Exercise requirements – Each line from the one with "Target: blurred background foliage" to the final line of the data must be reproduced exactly, and no other line may appear.

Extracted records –
□ □ □
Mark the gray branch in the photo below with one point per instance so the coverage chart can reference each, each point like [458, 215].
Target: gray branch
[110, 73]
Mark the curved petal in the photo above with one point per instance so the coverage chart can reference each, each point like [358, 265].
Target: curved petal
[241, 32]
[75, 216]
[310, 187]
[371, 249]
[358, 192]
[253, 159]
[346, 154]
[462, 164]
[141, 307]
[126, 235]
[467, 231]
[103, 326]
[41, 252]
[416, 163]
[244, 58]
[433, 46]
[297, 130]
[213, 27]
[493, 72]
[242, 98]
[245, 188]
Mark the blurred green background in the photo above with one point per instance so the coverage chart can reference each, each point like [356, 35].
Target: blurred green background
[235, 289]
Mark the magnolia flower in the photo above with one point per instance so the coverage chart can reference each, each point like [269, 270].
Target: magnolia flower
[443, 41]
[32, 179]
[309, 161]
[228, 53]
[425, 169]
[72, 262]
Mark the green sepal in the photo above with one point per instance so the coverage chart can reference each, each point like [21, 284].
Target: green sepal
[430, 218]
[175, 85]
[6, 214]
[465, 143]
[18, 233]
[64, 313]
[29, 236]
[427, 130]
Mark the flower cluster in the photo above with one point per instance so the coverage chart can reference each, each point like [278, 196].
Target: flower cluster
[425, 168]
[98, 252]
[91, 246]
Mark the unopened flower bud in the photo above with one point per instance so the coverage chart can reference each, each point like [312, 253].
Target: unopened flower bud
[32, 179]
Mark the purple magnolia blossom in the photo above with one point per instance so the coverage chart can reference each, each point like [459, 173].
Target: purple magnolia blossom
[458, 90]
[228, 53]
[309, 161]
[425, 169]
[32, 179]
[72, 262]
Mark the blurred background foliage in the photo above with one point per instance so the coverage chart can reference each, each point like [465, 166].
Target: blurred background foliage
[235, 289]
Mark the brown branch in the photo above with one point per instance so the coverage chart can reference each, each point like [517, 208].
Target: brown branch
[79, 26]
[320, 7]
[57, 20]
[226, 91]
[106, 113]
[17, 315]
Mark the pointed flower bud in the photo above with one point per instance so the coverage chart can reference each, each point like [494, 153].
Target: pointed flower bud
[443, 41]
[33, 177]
□ □ □
Exercise result –
Target: blurred background foliage
[235, 289]
Mark the brown branch in the photo above with one point per instance so the coverage chart can reference each, each point like [517, 208].
Target: brown branch
[79, 26]
[320, 7]
[57, 20]
[226, 91]
[106, 113]
[17, 315]
Mark the pointed flower bud in the photo above with one point per instance so the coverage chart can reference each, each point like [494, 153].
Target: pointed flower bud
[443, 41]
[33, 177]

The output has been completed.